(Dataset entries)
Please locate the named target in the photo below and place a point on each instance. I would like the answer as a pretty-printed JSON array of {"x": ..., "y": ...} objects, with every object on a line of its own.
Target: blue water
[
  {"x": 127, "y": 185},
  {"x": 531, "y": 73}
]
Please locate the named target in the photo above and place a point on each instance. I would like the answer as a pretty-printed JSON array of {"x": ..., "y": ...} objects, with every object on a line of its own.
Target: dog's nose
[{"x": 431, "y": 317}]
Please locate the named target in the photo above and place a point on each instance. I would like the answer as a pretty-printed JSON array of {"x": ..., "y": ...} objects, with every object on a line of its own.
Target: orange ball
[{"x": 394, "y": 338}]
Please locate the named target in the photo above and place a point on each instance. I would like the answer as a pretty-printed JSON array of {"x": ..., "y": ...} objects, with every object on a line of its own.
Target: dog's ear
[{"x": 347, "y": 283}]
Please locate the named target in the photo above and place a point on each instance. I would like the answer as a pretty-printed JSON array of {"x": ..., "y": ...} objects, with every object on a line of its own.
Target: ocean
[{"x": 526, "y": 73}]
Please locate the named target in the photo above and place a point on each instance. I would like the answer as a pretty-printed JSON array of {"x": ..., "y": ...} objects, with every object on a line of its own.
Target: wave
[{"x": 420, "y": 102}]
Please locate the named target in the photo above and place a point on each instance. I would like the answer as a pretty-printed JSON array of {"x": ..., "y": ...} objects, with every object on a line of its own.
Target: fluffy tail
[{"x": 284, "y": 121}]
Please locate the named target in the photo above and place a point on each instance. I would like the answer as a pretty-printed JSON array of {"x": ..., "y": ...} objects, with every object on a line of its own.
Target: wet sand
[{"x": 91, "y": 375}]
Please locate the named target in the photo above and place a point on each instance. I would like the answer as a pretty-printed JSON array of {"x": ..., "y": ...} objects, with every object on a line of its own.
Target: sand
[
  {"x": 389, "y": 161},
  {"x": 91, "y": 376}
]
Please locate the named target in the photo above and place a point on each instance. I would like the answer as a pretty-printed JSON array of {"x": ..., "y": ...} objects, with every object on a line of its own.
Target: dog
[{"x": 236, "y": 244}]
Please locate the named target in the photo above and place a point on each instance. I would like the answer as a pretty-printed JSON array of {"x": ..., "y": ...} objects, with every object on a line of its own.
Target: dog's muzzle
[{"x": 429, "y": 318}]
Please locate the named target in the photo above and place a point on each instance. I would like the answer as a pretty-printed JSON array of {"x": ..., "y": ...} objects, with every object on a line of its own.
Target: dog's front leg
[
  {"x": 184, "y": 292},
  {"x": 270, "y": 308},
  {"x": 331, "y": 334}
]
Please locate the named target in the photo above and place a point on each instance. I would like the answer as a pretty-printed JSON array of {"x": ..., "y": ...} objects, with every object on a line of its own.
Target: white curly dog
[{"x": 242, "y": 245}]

* _Exercise_
With nothing left out, copy every record exactly.

* _Result below_
Please locate the named target in the photo below and place a point on each instance. I would like the answer as a pretty-printed JSON array of {"x": ..., "y": ...} objects, with every object on a line of its own.
Target: blue water
[
  {"x": 127, "y": 185},
  {"x": 531, "y": 73}
]
Please locate the named target in the photo above and place a point on each instance. I would like the answer as a pretty-printed JSON array of {"x": ..., "y": ...} objects, with every object on a line of its own.
Target: dog's nose
[{"x": 431, "y": 317}]
Please locate the named target in the photo above and place a point on each instance. I would like the answer as a pretty-printed JSON array of {"x": ..., "y": ...} objects, with every object on a line of its own.
Target: orange ball
[{"x": 394, "y": 338}]
Please locate the named target in the photo above and place a point on each instance. I would like the answer as a pretty-printed JSON array of {"x": ..., "y": ...} objects, with every object on a line of its own.
Target: dog's ear
[{"x": 347, "y": 283}]
Please locate the named target in the photo above and place a point on each instance. I would like the answer as a pretty-printed JSON array of {"x": ..., "y": ...} objects, with every object on a line of its own.
Target: ocean
[{"x": 526, "y": 73}]
Please locate the named target in the photo above and place a point on each instance. I would like the answer as a pretty-printed JSON array of {"x": ..., "y": ...} objects, with every object on a line of its own.
Target: wave
[{"x": 420, "y": 102}]
Please locate the named target in the photo above and place a point on each instance. I would like the answer as a pretty-printed JSON array of {"x": ..., "y": ...} objects, with every object on a line of its own.
Target: fluffy tail
[{"x": 284, "y": 121}]
Please locate the named target in the photo above and place a point on each instance. I would like the answer as a pretty-printed JSON array of {"x": ..., "y": ...} objects, with every object on a line of its own.
Target: wet sand
[{"x": 91, "y": 375}]
Please locate the named target in the photo above and place a point on each instance. I would like the answer as a pretty-printed JSON array of {"x": ..., "y": ...} objects, with every object on a line of its own.
Target: sand
[
  {"x": 389, "y": 161},
  {"x": 91, "y": 376}
]
Please locate the named target in the photo above and place a point on each instance. I would like the answer as a pretty-printed JSON array of {"x": ..., "y": ...} objects, with every object on a line of its own.
Target: dog
[{"x": 236, "y": 244}]
Please locate the named target in the photo above and place a point on each instance. I would like the answer as a pretty-printed JSON array of {"x": ..., "y": ...} objects, with every object on a line of its own.
Target: dog's muzzle
[{"x": 429, "y": 318}]
Please locate the named target in the photo above and place a point on each instance. I would like the answer as a pretty-printed JSON array of {"x": ..., "y": ...} objects, with every object on a line of its own.
Target: dog's front leg
[
  {"x": 184, "y": 292},
  {"x": 270, "y": 308},
  {"x": 331, "y": 334}
]
Please locate the named target in the photo above and place a point on each instance. I would like the answer as a pretty-printed JSON array of {"x": ..., "y": ...} objects, with every object on a line of its own.
Target: white curly dog
[{"x": 242, "y": 245}]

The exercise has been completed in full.